WHAT IS EXPECTED
Copy out each entry precisely; no image belongs in the result.
___ ENTRIES PROVIDED ___
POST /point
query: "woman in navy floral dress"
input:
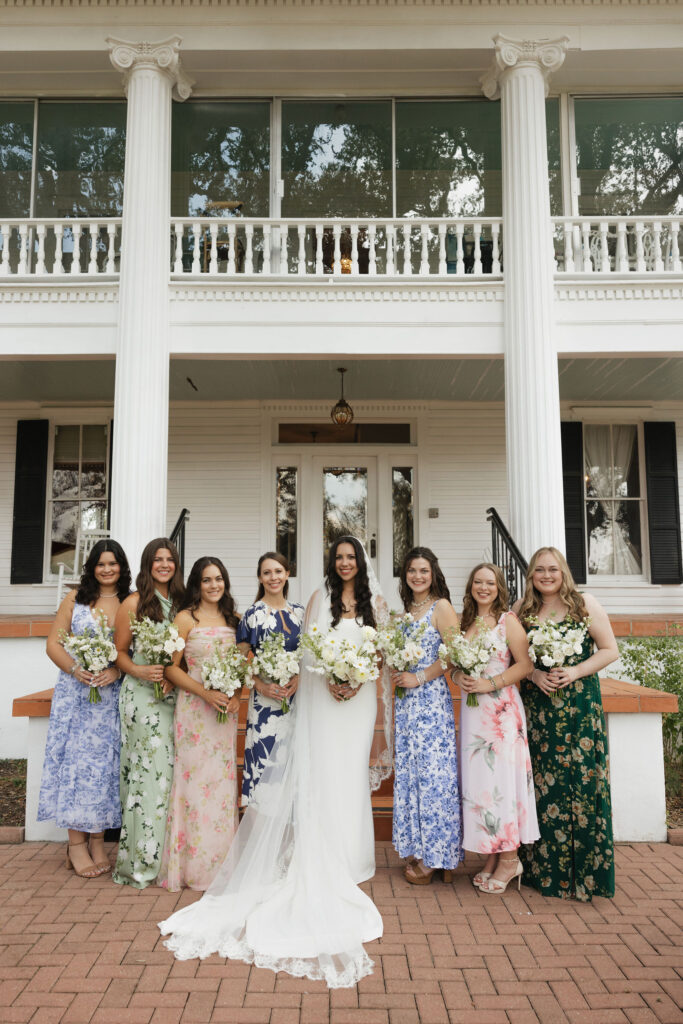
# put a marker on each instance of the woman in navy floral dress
(80, 784)
(270, 613)
(427, 824)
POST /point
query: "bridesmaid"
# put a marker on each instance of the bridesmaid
(80, 784)
(426, 799)
(146, 724)
(271, 612)
(499, 808)
(203, 811)
(568, 742)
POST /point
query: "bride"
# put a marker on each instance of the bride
(287, 895)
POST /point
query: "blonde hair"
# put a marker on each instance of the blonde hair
(500, 604)
(532, 599)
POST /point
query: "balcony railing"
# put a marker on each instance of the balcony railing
(617, 245)
(395, 248)
(50, 248)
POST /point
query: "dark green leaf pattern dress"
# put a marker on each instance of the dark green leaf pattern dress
(568, 747)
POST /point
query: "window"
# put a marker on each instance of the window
(612, 496)
(79, 488)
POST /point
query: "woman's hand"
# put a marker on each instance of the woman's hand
(107, 677)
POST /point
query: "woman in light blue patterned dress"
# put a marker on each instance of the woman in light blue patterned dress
(80, 784)
(270, 613)
(427, 823)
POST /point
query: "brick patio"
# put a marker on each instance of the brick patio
(76, 951)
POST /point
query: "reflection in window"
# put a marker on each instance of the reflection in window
(79, 489)
(630, 155)
(344, 505)
(402, 512)
(286, 514)
(612, 500)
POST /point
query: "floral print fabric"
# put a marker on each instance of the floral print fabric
(568, 748)
(203, 810)
(499, 806)
(146, 772)
(264, 714)
(426, 796)
(80, 783)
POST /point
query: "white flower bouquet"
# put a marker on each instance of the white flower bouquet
(157, 643)
(470, 655)
(272, 662)
(93, 649)
(226, 670)
(398, 639)
(342, 660)
(553, 644)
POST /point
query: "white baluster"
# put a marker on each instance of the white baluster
(111, 249)
(604, 251)
(301, 231)
(496, 248)
(372, 254)
(197, 235)
(622, 260)
(424, 254)
(319, 230)
(40, 257)
(76, 259)
(57, 266)
(336, 266)
(391, 240)
(6, 237)
(442, 265)
(640, 251)
(408, 242)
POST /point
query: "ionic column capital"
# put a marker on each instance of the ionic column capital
(546, 54)
(163, 57)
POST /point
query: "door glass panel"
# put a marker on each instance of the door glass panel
(402, 514)
(344, 505)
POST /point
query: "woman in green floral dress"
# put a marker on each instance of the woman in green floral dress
(574, 856)
(146, 723)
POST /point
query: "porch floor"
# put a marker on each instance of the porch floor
(78, 950)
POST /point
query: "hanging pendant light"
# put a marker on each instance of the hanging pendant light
(342, 414)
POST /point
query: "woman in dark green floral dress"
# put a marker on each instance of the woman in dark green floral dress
(567, 741)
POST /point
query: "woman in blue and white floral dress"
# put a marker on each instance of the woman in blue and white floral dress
___
OUTPUT OF THE EXERCISE
POST /point
query: "woman in navy floral dress"
input:
# put a marker on each instance of the woman in navy floral dress
(80, 784)
(270, 613)
(427, 824)
POST /point
query: "bridesmaid"
# put a marker on each instance of the bridesmaid
(80, 784)
(426, 799)
(146, 724)
(271, 612)
(499, 808)
(203, 811)
(568, 742)
POST /point
query: "bride"
# put a marker on each instance of the bride
(287, 895)
POST /point
query: "blonde hair"
# put a marker on each instance of the blonde hair
(500, 604)
(532, 599)
POST /point
query: "balcony railing"
# put a marker on each instance of the balcony railing
(617, 245)
(395, 248)
(50, 248)
POST /point
query: "dark green leaf pattern dress"
# put a marker on each instance of the dark green leaf pattern dress
(568, 747)
POST /point
query: "window"
# put a marker on each instance of the window
(612, 496)
(79, 488)
POST /point
query: "woman's hand"
# put a marker on each instance of the woman's hand
(107, 677)
POST /point
query: "woman in light blue patterned dress"
# put a marker on each instance of the woman in light blue patterned dress
(80, 784)
(270, 613)
(427, 823)
POST /point
query: "brick patio"
# put a marker on each instance of the brick patio
(76, 951)
POST /point
query: "reflection in window"
# put a marker on each instance of the reflection in window
(79, 489)
(630, 155)
(344, 505)
(402, 512)
(286, 514)
(612, 500)
POST /point
query: "floral print fabric"
# put a marker on each instance of the floral print fabric
(568, 748)
(203, 810)
(499, 806)
(146, 772)
(264, 714)
(426, 796)
(80, 783)
POST /point
query: "white flower bouquet"
# put a marker on each instance of the white flower bouquet
(157, 643)
(470, 655)
(272, 662)
(93, 649)
(226, 670)
(398, 639)
(342, 660)
(553, 644)
POST /point
query: "white baluster"
# put a marker on each instance of the white baluster
(111, 249)
(604, 251)
(301, 231)
(496, 248)
(372, 254)
(197, 235)
(622, 260)
(424, 254)
(319, 230)
(40, 257)
(76, 259)
(57, 266)
(336, 266)
(391, 240)
(6, 237)
(442, 265)
(640, 251)
(408, 242)
POST /point
query: "ionic column capital"
# put a marker on each instance of the ionic column capital
(546, 54)
(163, 57)
POST /point
query: "door glass panel"
# put a marker on each instance of the door glass panel
(402, 514)
(344, 505)
POST /point
query: "woman in green floral dress"
# put a marker on each instance of the woman in green floral dress
(574, 856)
(146, 723)
POST /point
query: "porch floor"
# put a marker on each instance of the porch floor
(78, 950)
POST /point
query: "hanging pendant light"
# put a marker on each instance of the hanging pendant light
(342, 414)
POST /point
query: "woman in dark green floral dress"
# put a marker on each instance of the woman in dark green floral dress
(567, 741)
POST /point
query: "woman in blue and white floral dress"
# put a marker on each instance of the woman in blue and white floral dress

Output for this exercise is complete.